◆ Objective ◆
Go through the listing and write out all of it exactly.

'''

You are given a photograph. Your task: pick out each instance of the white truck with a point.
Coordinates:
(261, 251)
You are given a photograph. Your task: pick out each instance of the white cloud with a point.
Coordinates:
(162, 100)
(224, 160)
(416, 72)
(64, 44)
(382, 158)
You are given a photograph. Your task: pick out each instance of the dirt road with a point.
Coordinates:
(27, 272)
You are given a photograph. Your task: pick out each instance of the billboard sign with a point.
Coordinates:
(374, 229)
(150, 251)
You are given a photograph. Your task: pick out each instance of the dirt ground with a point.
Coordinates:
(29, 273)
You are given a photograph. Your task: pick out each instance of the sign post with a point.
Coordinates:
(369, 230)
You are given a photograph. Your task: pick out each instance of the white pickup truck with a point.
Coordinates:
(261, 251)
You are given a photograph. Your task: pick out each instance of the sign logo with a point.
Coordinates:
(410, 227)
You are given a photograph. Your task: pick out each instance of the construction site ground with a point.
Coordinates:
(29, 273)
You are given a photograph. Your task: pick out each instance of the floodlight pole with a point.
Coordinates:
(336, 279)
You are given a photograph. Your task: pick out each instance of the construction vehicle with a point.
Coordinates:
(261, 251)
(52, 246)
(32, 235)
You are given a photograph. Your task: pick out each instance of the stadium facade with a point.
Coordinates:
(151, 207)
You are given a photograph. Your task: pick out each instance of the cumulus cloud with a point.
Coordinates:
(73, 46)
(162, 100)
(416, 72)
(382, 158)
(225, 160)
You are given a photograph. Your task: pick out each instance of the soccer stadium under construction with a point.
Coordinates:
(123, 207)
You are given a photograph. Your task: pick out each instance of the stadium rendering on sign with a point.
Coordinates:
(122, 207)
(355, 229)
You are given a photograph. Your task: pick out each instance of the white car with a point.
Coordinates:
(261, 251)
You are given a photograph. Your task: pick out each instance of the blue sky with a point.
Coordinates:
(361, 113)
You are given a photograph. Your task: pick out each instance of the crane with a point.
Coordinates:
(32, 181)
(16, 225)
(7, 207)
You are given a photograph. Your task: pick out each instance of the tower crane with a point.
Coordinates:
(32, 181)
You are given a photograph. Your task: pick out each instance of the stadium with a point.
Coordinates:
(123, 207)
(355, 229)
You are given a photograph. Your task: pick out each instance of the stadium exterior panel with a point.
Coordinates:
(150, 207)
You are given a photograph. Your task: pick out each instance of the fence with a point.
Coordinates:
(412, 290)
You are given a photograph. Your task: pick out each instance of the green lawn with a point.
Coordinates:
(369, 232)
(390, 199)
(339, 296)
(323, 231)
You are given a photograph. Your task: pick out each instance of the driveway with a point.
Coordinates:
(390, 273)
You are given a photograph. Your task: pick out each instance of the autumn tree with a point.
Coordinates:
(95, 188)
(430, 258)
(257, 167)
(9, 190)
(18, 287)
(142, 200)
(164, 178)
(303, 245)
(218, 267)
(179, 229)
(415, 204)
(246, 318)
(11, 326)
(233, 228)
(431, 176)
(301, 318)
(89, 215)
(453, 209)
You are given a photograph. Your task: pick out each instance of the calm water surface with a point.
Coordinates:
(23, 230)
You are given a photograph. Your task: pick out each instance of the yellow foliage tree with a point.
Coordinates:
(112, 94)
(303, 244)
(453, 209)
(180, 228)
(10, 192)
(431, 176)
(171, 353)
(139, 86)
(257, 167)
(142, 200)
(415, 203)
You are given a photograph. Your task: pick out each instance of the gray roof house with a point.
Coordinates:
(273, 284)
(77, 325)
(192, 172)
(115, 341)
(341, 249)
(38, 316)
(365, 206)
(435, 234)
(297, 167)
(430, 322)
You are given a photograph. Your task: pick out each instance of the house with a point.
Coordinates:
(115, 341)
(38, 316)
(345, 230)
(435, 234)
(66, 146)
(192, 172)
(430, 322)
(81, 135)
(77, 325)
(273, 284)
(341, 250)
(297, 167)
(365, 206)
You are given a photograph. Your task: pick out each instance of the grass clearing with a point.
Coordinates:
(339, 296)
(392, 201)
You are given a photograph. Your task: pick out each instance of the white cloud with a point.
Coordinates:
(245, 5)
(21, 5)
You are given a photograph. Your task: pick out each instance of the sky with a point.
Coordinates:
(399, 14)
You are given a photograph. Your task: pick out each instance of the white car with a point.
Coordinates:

'''

◆ Complete answer ◆
You are given a photograph. Your task: pick out each instance of the white truck with a point.
Coordinates:
(261, 251)
You are given a photograph. Your task: pick out each instance of the white cloud with a point.
Coordinates:
(162, 100)
(224, 160)
(416, 72)
(64, 44)
(382, 158)
You are given a photograph. Your task: pick out each instance of the dirt road with a point.
Coordinates:
(27, 272)
You are given a photograph. Your task: pick out each instance of the billboard sign with a point.
Coordinates:
(374, 229)
(150, 251)
You are given a photograph. Your task: pick out each instance of the dirt ground with a point.
Coordinates:
(29, 273)
You are given a photograph. Your task: pick out each instance of the sign post with a point.
Coordinates:
(369, 230)
You are given a photograph. Your task: pick out each instance of the white pickup truck with a point.
Coordinates:
(261, 251)
You are given a photograph. Your task: pick out each instance of the sign logo with a point.
Coordinates:
(410, 227)
You are given a photograph. Your task: pick out each instance of the construction site ground with a point.
Coordinates:
(29, 273)
You are given a photograph. Your task: pick out each instance of the floodlight pole with a point.
Coordinates:
(336, 279)
You are given a photograph. Your task: pick out each instance of the construction vehicle with a point.
Coordinates:
(261, 251)
(52, 246)
(32, 235)
You are given a photograph. Your task: pick out each instance of the stadium facade with a point.
Coordinates:
(151, 207)
You are given a photograph. Your task: pick out each instance of the cumulus cloud with a point.
Coordinates:
(73, 46)
(162, 100)
(416, 72)
(382, 158)
(225, 160)
You are given a photograph. Your task: pick out each instance of the soccer stadium under construction with a point.
Coordinates:
(123, 207)
You are given a photograph. Your task: pick out each instance of the stadium rendering on sign with a point.
Coordinates:
(122, 207)
(355, 229)
You are given a photograph. Your task: pick out each instance of the white car with a point.
Coordinates:
(261, 251)
You are given a photograph. Your task: pick out each instance of the blue sky with a point.
Coordinates:
(361, 113)
You are given a photograph. Your task: pick out each instance of the crane with a point.
Coordinates:
(32, 181)
(16, 225)
(7, 207)
You are given a photograph. Your task: pick out each instance of the tower crane with a point.
Coordinates:
(32, 181)
You are given a photograph. Your task: pick out each instance of the stadium with a point.
Coordinates:
(123, 207)
(355, 229)
You are given a photograph. Your task: pick out each instance of the stadium exterior panel with a point.
Coordinates:
(150, 207)
You are given a photograph. Your task: pick out each instance of the fence with a point.
Coordinates:
(412, 290)
You are given a photograph. Your task: pick out each instance of the green lawn with a point.
Coordinates:
(369, 232)
(390, 199)
(339, 296)
(323, 231)
You are given a photograph. Your task: pick out each instance of the driveway with a point.
Coordinates:
(390, 273)
You are given a photograph. Your task: pick out each instance of the autumn tree with a point.
Coordinates:
(95, 188)
(430, 258)
(257, 167)
(9, 190)
(18, 287)
(142, 200)
(164, 178)
(303, 245)
(218, 267)
(179, 229)
(415, 204)
(246, 318)
(11, 326)
(233, 228)
(431, 176)
(301, 318)
(89, 215)
(453, 209)
You are given a photograph. Your task: pick out each instance of the calm water surface with a point.
Coordinates:
(23, 230)
You are given a photograph. Your task: pick out each instance of the yellow foliage tree with a point.
Coordinates:
(112, 94)
(303, 244)
(453, 209)
(180, 228)
(10, 192)
(431, 176)
(171, 353)
(139, 86)
(257, 167)
(142, 200)
(415, 203)
You are given a photograph. Your task: pick out each instance of the gray roof house with a point.
Coordinates:
(273, 284)
(77, 325)
(192, 172)
(115, 341)
(341, 249)
(38, 316)
(365, 206)
(435, 234)
(297, 167)
(430, 322)
You are given a photograph. Your task: pick out each instance of the house with a point.
Coordinates:
(115, 341)
(38, 316)
(345, 230)
(435, 234)
(66, 146)
(192, 172)
(430, 322)
(81, 135)
(77, 325)
(273, 284)
(341, 250)
(297, 167)
(365, 206)
You are given a photograph. Your task: pick out each instance of the grass clearing with a point.
Coordinates:
(339, 296)
(392, 201)
You are given a photograph. Your task: pick out each instance of the white cloud with a point.
Coordinates:
(245, 5)
(21, 5)
You are given a photograph. Your task: pick out each instance of the sky with a point.
Coordinates:
(399, 14)
You are given a photograph. Your task: pick out each instance of the white car with a point.
Coordinates:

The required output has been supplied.